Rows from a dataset
____________

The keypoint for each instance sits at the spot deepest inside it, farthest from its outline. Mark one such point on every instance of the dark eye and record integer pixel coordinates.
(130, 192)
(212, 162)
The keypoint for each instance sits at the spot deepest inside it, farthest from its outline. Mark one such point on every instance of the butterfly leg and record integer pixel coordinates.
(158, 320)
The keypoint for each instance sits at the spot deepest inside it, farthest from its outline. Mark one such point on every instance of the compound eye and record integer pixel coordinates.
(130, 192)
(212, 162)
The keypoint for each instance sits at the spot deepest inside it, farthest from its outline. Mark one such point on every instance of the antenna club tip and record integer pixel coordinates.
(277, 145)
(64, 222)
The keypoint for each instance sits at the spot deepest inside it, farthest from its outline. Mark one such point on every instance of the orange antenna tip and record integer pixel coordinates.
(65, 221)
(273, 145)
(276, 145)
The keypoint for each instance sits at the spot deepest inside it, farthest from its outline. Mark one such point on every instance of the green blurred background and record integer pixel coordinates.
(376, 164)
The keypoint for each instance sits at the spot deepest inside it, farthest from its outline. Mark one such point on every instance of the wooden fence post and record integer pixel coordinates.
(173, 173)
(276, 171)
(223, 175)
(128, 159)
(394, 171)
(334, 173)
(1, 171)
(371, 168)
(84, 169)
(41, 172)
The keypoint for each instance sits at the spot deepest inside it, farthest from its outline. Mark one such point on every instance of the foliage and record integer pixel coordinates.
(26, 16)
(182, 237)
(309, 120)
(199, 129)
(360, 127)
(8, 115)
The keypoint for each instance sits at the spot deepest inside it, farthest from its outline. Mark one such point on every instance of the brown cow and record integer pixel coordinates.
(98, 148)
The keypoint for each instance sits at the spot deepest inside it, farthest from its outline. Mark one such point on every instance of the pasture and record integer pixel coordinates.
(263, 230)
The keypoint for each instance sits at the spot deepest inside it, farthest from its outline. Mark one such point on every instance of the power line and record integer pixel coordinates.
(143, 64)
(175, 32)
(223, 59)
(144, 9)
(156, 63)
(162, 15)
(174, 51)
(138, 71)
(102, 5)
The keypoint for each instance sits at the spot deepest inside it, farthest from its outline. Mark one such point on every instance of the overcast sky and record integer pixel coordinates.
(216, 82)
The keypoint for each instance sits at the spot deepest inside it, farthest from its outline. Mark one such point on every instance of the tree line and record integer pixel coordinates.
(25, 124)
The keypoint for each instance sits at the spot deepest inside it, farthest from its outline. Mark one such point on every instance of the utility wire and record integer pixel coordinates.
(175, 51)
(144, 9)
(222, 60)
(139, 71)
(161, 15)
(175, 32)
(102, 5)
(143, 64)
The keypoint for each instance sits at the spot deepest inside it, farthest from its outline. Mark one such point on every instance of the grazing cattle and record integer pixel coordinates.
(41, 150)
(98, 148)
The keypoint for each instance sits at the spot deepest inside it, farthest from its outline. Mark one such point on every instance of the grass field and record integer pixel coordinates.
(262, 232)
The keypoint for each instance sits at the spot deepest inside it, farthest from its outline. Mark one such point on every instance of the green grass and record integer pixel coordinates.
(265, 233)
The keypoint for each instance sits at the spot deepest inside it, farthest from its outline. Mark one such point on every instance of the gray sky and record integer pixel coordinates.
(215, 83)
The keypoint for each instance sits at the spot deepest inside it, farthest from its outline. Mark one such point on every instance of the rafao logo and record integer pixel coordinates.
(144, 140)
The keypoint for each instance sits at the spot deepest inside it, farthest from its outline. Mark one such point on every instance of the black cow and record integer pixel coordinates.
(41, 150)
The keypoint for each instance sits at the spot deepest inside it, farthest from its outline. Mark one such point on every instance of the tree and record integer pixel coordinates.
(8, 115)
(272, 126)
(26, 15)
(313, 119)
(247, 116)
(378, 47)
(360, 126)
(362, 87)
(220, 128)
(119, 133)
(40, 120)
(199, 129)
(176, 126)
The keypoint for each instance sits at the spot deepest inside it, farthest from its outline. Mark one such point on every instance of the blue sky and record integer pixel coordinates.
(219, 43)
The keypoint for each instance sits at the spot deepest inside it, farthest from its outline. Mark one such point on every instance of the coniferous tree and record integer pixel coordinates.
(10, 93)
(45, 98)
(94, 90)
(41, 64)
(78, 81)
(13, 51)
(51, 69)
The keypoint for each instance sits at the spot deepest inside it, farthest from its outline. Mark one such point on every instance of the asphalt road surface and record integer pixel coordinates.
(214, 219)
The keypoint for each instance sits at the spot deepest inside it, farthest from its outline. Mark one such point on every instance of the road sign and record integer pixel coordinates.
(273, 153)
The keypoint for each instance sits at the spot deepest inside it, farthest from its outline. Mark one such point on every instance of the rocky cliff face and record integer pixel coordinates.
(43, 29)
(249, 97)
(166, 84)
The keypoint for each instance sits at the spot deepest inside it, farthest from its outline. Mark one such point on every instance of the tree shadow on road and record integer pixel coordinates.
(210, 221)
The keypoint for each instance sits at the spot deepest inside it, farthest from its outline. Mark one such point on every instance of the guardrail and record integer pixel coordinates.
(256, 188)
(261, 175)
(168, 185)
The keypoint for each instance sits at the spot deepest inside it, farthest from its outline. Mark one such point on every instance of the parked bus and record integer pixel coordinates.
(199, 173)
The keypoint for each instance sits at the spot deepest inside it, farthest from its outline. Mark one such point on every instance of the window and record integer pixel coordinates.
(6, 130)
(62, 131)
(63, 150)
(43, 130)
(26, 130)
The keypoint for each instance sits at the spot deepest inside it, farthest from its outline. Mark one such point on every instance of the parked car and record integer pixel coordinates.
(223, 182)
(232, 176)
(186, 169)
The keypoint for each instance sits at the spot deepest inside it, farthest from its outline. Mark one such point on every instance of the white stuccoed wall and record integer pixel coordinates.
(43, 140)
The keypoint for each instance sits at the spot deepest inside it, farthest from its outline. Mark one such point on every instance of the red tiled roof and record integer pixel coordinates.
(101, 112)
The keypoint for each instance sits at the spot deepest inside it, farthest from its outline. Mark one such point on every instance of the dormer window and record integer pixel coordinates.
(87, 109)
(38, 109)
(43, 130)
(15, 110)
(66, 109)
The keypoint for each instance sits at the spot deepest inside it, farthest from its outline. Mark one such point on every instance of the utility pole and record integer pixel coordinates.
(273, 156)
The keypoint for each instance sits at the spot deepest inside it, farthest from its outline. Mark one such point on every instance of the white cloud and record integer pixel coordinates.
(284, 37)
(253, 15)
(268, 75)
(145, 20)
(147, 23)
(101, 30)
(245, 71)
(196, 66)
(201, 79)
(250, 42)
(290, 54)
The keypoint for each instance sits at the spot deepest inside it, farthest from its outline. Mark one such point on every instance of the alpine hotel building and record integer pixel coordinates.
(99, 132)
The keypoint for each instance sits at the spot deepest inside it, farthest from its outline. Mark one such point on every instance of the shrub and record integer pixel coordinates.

____________

#### Instruction:
Write out the entries in full, exactly as given.

#### Reply:
The keypoint for each instance sits at the spot deepest inside it, farthest from its outline. Mark one such point on every instance of the dark eye and record integer pixel coordinates.
(130, 192)
(212, 162)
The keypoint for each instance sits at the spot deepest inside it, farthest from its outline. Mark one such point on every instance of the butterfly leg and record integer pixel coordinates.
(158, 320)
The keypoint for each instance sits at the spot deepest inside it, farthest from its outline. Mark one such point on every instance of the compound eye and record integer pixel coordinates.
(130, 192)
(212, 162)
The keypoint for each instance sits at the spot deepest inside it, farthest from its outline. Mark one such point on every instance of the antenna club tip and record integer pixel coordinates.
(277, 145)
(64, 222)
The keypoint for each instance sits at the spot deepest inside it, farthest from its outline. Mark one such point on every instance of the orange antenna tip and record integer pixel coordinates.
(65, 221)
(273, 145)
(276, 145)
The keypoint for each instance sits at the spot deepest inside it, farthest from its outline. Mark one such point on every instance of the green blurred background and record integer pixel coordinates.
(376, 164)
The keypoint for each instance sits at the spot deepest inside it, farthest from its outline. Mark one such point on every instance of the wooden fence post and record integer pixel coordinates.
(173, 173)
(276, 171)
(223, 175)
(128, 159)
(394, 171)
(334, 173)
(1, 171)
(371, 168)
(84, 169)
(41, 172)
The keypoint for each instance sits at the spot deepest inside it, farthest from its outline. Mark one such point on every instance of the foliage and record integer pixel coordinates.
(26, 16)
(182, 237)
(309, 120)
(199, 129)
(360, 127)
(8, 115)
The keypoint for each instance sits at the spot deepest inside it, farthest from its outline. Mark one such point on every instance of the brown cow and record integer pixel coordinates.
(98, 148)
The keypoint for each instance sits at the spot deepest inside it, farthest from its outline. Mark one such point on every instance of the pasture and record integer pixel coordinates.
(263, 230)
The keypoint for each instance sits at the spot deepest inside it, farthest from its outline. Mark one such point on every instance of the power line and record integer pixel coordinates.
(143, 64)
(175, 32)
(223, 59)
(144, 9)
(156, 63)
(162, 15)
(174, 51)
(138, 71)
(102, 5)
The keypoint for each instance sits at the spot deepest inside it, farthest from its outline. Mark one such point on every instance of the overcast sky and record integer pixel coordinates.
(216, 82)
The keypoint for each instance sits at the spot deepest inside it, farthest from its outline. Mark one such point on every instance of the tree line and record integer pixel coordinates.
(25, 124)
The keypoint for each instance sits at the spot deepest inside it, farthest from its outline. Mark one such point on every instance of the utility wire and record integer pixel coordinates.
(175, 51)
(144, 9)
(222, 60)
(139, 71)
(161, 15)
(175, 32)
(102, 5)
(143, 64)
The keypoint for each instance sits at the spot deepest inside it, farthest from its outline. Mark one such point on every instance of the grazing cattle and record integer pixel coordinates.
(41, 150)
(98, 148)
The keypoint for each instance sits at the spot deepest inside it, farthest from its outline. Mark one such point on every instance of the grass field and record integer pixel coordinates.
(262, 232)
The keypoint for each instance sits at the spot deepest inside it, farthest from its outline. Mark one such point on every instance of the green grass and record integer pixel coordinates.
(265, 233)
The keypoint for each instance sits at the spot deepest inside it, farthest from its outline. Mark one such point on every instance of the gray sky and record integer pixel coordinates.
(215, 83)
The keypoint for each instance sits at the spot deepest inside it, farthest from its outline. Mark one such point on every instance of the rafao logo and record integer pixel coordinates.
(144, 140)
The keypoint for each instance sits at the spot deepest inside it, farthest from its outline. Mark one such point on every instance of the black cow and record integer pixel coordinates.
(41, 150)
The keypoint for each instance sits at the spot deepest inside it, farthest from its outline. Mark one such point on every instance of the tree and record integer pixel coordinates.
(8, 115)
(272, 126)
(26, 15)
(313, 119)
(247, 116)
(378, 47)
(360, 126)
(362, 87)
(220, 128)
(119, 133)
(40, 120)
(199, 129)
(176, 126)
The keypoint for each instance sits at the spot deepest inside it, farthest from its outline. Mark one such point on every instance of the blue sky and record integer pixel coordinates.
(219, 43)
The keypoint for each instance sits at the spot deepest inside it, farthest from its outline. Mark one such point on every instance of the coniferous tree and record integer pixel coordinates.
(10, 93)
(45, 98)
(94, 90)
(41, 64)
(78, 81)
(13, 51)
(51, 69)
The keypoint for each instance sits at the spot deepest inside it, farthest from its outline. Mark one such point on every instance of the asphalt road surface and record integer pixel coordinates.
(214, 219)
The keypoint for each instance sits at the spot deepest inside it, farthest from its outline. Mark one such point on every instance of the road sign and record integer pixel coordinates.
(273, 153)
The keypoint for each instance sits at the spot deepest inside it, farthest from its outline. Mark one such point on every instance of the rocky cliff face and record integer pixel coordinates.
(43, 29)
(249, 97)
(166, 84)
The keypoint for each instance sits at the spot deepest inside it, farthest from its outline. Mark one such point on every instance of the tree shadow on road and record integer pixel coordinates.
(210, 221)
The keypoint for each instance sits at the spot deepest inside it, farthest from its outline. Mark one such point on every instance of the guardrail and record integer pixel coordinates.
(256, 188)
(261, 175)
(168, 185)
The keypoint for each instance sits at the spot deepest inside it, farthest from its outline. Mark one such point on every instance of the parked bus and record integer pixel coordinates.
(199, 173)
The keypoint for each instance sits at the spot deepest inside it, farthest from its outline. Mark one such point on every instance of the window and record integer pixel coordinates.
(6, 130)
(62, 131)
(63, 150)
(43, 130)
(26, 130)
The keypoint for each instance sits at the spot deepest inside it, farthest from its outline. Mark one such point on every instance of the parked car and record integer pixel coordinates.
(223, 182)
(232, 176)
(186, 169)
The keypoint for each instance sits at the spot deepest inside it, farthest from its outline. Mark one such point on every instance of the white stuccoed wall and record integer pixel coordinates.
(43, 140)
The keypoint for each instance sits at the spot deepest inside it, farthest from its outline. Mark one such point on every instance of the red tiled roof and record integer pixel coordinates.
(101, 112)
The keypoint for each instance sits at the spot deepest inside it, farthest from its outline. Mark one such point on every instance of the dormer window and record integer pixel coordinates.
(87, 109)
(38, 109)
(43, 130)
(15, 110)
(66, 109)
The keypoint for each instance sits at the spot deepest inside it, farthest from its outline. Mark one such point on every instance of the utility pole and record integer pixel coordinates.
(273, 156)
The keypoint for each instance sits at the spot deepest inside it, farthest from its outline. Mark one such point on every instance of the white cloud and record integer pixel coordinates.
(284, 37)
(253, 15)
(268, 75)
(145, 20)
(147, 23)
(101, 30)
(245, 71)
(196, 66)
(201, 79)
(250, 42)
(290, 54)
The keypoint for each instance sits at the spot deepest inside it, farthest from its outline. Mark one such point on every instance of the alpine hotel building and record integer pixel coordinates.
(99, 132)
The keypoint for each instance sits at the spot deepest inside it, farthest from its outline. Mark one such point on every instance of the shrub and record integer pixel coordinates.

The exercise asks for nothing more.